SOURCE TEXT »

* * * *

History of Voyageurs


The history of Voyageurs National Park stands as an example of a region of great natural resources which became the desire of commercial interests and industry, not only for French-Canadian fur traders, but for mining, fishing, and timber interests as well.


The “Voyageurs” were a colorful bunch, and their tales of time in the wild are the subject of legends. This piece is a representation of La Chasse Galerie, the tale of a crew of Voyageurs who make a deal with the devil in order to use a flying canoe to visit their far-away sweethearts.
Artist-Henri Julien / Public Domain Image*
Header Image: Artist-Frances Anne Hopkins / Public Domain Image*


Guide to Voyageurs



Who Were the Voyageurs?

As early as 1688, French-Canadian fur trappers such as Jacques de Noyon had established trading agreements with native tribes such as the Cree, Monsoni, Assiniboin and later, the Ojibway. The area of Voyageurs National Park was renowned for the quantity and quality of its beaver pelts, and was a major transportation route route for trappers taking their goods to the east.

Generally speaking, the Voyageurs were primarily involved in the long-distance transport of furs and trade goods. Often, their transportation routes led to Montreal, Canada, and would cover well in excess of 1,000 miles.


a voyageurs camp in the morning
A voyageurs camp at dawn. A long day of paddling was common for these men, and tales of 16-hour-days with miles of portages made them legendary.
Artist-Frances Anne Hopkins / Public Domain Image*

They operated in organized groups, and commonly held an official license for the task of transportation, as they were often highly valued employees of powerful trading companies such as the North West Company and the Hudson’s Bay Company.


Doureur des Bois

Other hands were involved as well. The coureur des bois operated in a less organized manner. These were often entrepreneurial individuals who acted more as woodsmen, and would usually focus on a wide array of tasks, including the actual trapping of the animal and prepping of the hides for trade.

* * * *

EXERCISE »
Using the Voyageurs history text, answer these questions.
(a) By what year had French-Canadian fur trappers established trading agreements with native tribes?
(b) To which city did the Voyageurs' transportation routes often lead?
(c) Which two trading companies are named as employers of the Voyageurs?
The lines that follow were taken from a different source than the text.

[Saved entries]
* * * *

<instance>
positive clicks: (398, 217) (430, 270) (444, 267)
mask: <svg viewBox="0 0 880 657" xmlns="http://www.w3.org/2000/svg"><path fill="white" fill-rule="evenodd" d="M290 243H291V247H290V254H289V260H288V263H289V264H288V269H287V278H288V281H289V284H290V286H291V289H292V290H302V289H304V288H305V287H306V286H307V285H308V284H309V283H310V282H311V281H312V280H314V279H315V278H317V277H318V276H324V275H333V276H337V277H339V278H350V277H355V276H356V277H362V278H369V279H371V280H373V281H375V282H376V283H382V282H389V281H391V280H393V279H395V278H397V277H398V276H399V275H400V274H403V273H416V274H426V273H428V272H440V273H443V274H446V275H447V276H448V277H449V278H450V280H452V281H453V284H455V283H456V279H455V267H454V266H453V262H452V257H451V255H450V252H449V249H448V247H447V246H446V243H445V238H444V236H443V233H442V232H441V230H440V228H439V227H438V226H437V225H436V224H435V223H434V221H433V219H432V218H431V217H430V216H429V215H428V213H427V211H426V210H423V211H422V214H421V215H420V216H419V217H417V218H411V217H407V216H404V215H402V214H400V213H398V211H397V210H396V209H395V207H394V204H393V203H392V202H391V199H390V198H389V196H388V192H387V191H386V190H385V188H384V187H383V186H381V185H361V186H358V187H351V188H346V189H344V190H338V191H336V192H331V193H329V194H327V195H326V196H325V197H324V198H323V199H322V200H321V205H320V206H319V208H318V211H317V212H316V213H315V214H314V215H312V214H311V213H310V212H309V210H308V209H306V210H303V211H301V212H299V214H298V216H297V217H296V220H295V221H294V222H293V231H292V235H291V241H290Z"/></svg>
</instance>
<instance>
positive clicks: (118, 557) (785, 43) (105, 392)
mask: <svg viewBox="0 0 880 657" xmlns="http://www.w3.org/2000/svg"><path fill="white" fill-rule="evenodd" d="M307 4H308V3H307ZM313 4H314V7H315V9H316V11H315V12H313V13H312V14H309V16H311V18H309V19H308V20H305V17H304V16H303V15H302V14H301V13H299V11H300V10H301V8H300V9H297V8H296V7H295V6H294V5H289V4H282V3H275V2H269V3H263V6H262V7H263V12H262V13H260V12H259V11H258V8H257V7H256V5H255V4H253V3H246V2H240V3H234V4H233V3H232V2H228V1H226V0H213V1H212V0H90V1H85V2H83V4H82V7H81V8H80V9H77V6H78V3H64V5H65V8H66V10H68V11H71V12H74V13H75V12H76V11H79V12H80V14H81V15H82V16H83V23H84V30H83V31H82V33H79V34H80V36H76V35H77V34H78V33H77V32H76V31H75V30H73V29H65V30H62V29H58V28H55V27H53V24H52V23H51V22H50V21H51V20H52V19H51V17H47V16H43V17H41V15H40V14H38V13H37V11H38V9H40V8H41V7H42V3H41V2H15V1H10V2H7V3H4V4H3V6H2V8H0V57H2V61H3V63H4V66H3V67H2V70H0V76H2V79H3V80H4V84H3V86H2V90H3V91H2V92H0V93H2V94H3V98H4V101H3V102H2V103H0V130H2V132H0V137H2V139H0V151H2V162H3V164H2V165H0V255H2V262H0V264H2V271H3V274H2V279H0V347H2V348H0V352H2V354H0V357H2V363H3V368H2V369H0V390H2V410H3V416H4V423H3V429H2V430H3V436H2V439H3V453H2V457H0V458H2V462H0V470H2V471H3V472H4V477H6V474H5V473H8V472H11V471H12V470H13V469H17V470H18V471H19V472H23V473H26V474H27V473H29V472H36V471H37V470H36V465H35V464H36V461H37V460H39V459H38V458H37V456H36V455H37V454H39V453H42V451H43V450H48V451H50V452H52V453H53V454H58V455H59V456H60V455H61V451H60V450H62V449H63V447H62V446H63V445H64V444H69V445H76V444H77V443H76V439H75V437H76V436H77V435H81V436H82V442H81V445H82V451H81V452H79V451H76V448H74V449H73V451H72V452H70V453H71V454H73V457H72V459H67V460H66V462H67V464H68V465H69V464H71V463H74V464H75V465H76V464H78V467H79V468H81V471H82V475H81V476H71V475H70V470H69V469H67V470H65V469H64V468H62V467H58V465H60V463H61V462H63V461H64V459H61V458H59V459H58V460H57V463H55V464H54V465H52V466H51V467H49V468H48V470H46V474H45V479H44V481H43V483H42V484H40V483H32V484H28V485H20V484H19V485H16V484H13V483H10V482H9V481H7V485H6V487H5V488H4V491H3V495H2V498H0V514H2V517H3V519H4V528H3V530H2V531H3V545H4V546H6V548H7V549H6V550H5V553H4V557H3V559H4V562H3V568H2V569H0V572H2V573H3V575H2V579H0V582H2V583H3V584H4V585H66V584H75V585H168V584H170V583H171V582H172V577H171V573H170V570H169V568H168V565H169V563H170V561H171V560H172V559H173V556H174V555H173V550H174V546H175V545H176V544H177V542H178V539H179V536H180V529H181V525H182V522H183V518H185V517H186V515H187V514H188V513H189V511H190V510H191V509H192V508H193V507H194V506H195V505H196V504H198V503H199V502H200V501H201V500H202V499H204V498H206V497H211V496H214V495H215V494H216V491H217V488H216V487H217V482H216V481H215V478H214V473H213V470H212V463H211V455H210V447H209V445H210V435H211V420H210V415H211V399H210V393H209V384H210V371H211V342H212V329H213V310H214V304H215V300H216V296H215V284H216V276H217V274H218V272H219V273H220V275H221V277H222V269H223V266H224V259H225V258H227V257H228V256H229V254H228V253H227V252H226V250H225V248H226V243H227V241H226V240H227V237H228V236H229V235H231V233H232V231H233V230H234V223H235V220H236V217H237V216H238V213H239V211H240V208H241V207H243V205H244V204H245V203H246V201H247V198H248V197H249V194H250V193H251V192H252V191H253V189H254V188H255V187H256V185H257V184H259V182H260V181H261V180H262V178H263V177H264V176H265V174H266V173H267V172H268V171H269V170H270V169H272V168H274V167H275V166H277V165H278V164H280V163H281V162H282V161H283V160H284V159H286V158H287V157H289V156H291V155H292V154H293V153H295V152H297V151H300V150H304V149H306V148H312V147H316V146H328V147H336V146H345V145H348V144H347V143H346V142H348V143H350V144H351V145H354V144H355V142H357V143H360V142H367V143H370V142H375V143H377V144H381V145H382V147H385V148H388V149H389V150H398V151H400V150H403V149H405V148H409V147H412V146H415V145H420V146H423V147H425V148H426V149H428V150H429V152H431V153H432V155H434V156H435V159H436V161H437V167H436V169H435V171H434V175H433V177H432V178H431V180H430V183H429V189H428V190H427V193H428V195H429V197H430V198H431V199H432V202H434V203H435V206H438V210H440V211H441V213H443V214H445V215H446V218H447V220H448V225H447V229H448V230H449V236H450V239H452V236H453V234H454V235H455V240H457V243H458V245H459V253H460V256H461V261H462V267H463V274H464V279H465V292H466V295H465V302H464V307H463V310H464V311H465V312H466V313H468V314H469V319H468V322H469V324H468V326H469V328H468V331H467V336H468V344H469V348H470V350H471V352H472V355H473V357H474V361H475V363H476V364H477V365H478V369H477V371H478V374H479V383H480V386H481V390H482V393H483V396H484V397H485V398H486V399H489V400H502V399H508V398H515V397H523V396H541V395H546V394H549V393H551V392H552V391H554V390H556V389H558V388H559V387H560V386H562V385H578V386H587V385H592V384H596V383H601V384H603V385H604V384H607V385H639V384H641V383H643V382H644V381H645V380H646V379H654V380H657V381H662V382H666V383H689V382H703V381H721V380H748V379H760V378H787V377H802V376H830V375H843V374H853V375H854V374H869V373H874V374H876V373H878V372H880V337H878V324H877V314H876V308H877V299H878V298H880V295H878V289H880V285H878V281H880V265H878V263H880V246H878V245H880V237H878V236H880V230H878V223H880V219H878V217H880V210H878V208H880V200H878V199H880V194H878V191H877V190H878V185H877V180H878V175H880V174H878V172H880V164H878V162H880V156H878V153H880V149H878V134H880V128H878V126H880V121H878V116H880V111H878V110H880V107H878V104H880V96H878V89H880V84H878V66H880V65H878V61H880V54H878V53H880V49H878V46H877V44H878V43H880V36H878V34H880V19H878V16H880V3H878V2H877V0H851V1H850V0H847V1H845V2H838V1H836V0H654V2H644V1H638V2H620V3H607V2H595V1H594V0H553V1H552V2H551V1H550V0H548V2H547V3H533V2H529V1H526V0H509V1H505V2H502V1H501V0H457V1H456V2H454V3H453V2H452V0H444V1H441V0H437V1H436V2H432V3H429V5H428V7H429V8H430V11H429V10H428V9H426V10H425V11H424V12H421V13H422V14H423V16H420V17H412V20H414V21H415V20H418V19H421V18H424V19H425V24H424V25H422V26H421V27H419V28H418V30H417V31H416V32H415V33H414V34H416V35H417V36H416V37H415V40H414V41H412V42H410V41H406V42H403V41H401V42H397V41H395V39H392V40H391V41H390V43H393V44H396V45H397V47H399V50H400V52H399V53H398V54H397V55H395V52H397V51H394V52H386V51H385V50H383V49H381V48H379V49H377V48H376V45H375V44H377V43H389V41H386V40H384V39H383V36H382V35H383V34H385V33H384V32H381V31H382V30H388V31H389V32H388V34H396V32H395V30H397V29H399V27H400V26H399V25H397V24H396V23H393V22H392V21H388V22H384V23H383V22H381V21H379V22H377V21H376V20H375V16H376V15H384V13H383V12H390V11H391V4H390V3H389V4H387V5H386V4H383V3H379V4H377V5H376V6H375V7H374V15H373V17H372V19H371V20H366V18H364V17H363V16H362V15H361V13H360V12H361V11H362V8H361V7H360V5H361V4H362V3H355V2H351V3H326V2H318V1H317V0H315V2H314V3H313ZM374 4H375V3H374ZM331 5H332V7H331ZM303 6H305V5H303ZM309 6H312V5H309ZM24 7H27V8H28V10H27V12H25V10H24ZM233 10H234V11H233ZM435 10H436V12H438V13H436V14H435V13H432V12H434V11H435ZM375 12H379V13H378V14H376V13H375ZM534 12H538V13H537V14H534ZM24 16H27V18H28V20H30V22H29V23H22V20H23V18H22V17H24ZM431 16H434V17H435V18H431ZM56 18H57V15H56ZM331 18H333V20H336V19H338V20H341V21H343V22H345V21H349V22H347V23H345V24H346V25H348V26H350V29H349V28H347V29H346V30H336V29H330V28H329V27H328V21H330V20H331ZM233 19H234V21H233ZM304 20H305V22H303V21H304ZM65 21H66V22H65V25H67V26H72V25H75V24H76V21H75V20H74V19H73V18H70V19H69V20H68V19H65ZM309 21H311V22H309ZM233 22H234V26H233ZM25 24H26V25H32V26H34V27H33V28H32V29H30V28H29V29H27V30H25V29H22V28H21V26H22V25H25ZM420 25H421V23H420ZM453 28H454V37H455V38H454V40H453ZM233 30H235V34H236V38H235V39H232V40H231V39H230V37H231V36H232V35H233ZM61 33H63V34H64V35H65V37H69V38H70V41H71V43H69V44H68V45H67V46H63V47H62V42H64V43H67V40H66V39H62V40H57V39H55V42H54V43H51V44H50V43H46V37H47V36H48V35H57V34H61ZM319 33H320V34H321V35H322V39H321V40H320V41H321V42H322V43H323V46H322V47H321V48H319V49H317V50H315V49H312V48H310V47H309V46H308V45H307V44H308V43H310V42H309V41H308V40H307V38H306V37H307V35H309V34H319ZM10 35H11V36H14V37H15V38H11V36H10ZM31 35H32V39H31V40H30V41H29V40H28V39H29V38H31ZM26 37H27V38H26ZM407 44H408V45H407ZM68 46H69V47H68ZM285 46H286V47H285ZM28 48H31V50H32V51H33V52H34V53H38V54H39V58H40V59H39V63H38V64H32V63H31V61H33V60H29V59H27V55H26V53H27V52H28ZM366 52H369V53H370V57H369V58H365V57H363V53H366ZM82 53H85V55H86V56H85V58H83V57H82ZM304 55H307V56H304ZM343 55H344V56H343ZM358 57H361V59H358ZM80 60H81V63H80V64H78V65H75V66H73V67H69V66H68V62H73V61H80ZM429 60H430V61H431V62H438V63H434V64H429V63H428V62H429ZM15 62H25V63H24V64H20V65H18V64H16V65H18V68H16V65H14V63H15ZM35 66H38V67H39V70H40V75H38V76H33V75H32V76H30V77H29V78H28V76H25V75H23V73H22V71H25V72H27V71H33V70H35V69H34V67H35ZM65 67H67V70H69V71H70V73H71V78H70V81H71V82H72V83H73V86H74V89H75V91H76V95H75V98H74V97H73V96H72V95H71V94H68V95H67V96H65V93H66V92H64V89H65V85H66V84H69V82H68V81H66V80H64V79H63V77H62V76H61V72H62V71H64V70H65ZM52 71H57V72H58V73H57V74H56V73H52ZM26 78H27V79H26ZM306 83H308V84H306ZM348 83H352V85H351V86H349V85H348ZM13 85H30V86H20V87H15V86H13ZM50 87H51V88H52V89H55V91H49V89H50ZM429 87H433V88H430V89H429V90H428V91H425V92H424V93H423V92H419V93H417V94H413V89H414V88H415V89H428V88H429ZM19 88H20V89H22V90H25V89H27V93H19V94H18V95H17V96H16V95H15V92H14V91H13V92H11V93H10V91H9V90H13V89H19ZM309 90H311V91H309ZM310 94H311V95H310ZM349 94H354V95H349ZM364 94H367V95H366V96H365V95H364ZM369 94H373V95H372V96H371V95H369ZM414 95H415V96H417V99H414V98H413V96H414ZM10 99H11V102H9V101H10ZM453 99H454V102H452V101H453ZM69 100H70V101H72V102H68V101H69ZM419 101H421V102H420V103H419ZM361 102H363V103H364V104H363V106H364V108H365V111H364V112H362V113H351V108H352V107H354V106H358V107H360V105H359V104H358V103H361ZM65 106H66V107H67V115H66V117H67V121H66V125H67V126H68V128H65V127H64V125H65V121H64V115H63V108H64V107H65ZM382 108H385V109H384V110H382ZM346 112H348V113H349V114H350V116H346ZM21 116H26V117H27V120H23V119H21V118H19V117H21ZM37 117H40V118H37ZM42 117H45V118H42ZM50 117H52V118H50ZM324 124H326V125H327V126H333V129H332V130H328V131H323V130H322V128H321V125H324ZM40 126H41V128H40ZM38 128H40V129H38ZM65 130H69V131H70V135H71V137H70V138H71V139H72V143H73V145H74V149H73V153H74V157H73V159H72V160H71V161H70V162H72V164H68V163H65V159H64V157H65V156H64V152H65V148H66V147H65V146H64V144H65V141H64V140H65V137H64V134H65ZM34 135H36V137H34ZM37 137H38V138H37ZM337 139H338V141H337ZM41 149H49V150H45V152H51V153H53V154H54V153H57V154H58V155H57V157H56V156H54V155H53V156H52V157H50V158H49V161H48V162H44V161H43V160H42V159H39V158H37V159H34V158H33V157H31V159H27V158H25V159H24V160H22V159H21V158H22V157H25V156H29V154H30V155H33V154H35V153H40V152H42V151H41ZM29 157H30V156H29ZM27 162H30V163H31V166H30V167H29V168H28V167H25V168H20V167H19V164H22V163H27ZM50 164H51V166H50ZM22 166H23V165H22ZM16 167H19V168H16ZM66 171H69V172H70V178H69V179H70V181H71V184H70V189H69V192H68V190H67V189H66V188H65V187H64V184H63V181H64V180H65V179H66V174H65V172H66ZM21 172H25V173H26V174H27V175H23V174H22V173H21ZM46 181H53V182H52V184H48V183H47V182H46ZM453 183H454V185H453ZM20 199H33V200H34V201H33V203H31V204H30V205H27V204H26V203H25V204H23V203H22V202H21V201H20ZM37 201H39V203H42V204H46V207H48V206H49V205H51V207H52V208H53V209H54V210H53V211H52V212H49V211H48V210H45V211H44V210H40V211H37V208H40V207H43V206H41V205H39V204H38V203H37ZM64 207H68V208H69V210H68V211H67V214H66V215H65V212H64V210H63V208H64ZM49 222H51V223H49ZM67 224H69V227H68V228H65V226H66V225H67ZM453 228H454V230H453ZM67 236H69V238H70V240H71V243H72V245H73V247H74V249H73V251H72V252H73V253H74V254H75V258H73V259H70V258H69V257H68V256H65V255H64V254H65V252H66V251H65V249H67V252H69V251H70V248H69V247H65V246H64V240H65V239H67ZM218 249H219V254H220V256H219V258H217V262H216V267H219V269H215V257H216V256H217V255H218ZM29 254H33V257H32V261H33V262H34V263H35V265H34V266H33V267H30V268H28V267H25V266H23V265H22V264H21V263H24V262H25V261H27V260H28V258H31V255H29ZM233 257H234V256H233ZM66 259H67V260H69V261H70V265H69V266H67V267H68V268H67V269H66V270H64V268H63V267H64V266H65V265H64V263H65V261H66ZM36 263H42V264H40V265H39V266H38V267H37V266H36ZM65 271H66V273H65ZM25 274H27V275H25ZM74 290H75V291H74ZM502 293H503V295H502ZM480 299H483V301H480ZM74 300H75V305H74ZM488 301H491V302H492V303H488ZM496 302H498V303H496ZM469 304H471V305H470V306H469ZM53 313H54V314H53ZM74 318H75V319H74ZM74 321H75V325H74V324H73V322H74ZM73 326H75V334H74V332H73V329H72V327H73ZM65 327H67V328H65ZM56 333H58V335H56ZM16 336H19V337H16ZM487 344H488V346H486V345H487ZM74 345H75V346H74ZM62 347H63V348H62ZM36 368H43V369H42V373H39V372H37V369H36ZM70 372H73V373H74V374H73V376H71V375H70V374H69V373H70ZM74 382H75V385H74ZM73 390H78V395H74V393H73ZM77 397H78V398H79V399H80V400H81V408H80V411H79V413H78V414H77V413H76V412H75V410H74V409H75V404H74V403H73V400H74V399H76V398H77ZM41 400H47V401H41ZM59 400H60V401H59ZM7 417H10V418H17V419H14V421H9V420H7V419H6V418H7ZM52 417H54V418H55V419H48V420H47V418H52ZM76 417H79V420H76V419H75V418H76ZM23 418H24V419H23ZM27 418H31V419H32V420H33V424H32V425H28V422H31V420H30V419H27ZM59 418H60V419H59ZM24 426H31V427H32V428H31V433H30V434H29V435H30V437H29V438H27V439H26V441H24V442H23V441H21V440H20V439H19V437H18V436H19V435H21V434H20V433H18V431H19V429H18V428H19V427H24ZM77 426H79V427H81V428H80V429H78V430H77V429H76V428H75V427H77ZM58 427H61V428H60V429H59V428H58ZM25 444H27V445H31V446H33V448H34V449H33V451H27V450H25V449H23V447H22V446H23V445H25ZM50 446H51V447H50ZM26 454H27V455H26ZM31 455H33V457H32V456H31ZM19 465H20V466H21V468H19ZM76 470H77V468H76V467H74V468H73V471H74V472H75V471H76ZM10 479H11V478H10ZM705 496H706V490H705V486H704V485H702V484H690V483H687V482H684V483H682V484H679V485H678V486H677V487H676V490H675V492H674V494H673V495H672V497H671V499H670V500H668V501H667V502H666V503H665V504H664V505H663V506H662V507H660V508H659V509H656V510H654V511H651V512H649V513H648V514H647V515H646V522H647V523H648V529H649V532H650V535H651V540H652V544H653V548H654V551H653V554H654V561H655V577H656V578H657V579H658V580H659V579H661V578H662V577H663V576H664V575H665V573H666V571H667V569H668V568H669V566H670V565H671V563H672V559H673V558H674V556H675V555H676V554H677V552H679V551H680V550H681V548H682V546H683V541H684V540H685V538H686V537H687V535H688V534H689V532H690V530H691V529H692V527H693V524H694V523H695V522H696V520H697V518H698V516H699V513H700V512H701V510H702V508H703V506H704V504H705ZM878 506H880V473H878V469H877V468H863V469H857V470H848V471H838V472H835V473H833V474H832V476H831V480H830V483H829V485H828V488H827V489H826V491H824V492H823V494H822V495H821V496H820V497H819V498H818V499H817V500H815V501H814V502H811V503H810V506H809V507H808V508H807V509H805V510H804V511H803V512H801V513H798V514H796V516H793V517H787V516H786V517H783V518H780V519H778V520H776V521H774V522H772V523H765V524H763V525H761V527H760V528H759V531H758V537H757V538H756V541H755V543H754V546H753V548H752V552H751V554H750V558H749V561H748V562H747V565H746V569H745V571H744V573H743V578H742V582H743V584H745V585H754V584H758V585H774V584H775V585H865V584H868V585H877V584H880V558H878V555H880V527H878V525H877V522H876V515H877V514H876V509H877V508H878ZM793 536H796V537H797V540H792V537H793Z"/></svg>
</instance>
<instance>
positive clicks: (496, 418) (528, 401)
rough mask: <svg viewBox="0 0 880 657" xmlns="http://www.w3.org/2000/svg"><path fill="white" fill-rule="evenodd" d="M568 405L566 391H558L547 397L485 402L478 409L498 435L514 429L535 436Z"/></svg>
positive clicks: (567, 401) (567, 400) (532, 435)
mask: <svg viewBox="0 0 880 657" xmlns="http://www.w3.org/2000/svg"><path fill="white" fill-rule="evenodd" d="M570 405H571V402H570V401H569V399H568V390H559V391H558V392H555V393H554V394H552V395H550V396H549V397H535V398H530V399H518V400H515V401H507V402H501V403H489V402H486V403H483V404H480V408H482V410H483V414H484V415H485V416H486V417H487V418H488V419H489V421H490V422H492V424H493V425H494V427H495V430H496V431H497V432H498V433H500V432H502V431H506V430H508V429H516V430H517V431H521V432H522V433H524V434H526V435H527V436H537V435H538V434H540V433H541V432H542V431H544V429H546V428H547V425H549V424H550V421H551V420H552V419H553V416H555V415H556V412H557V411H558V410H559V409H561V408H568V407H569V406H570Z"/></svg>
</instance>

* * * *

RESPONSE TO THE EXERCISE »
(a) 1688
(b) Montreal, Canada
(c) The North West Company and the Hudson's Bay Company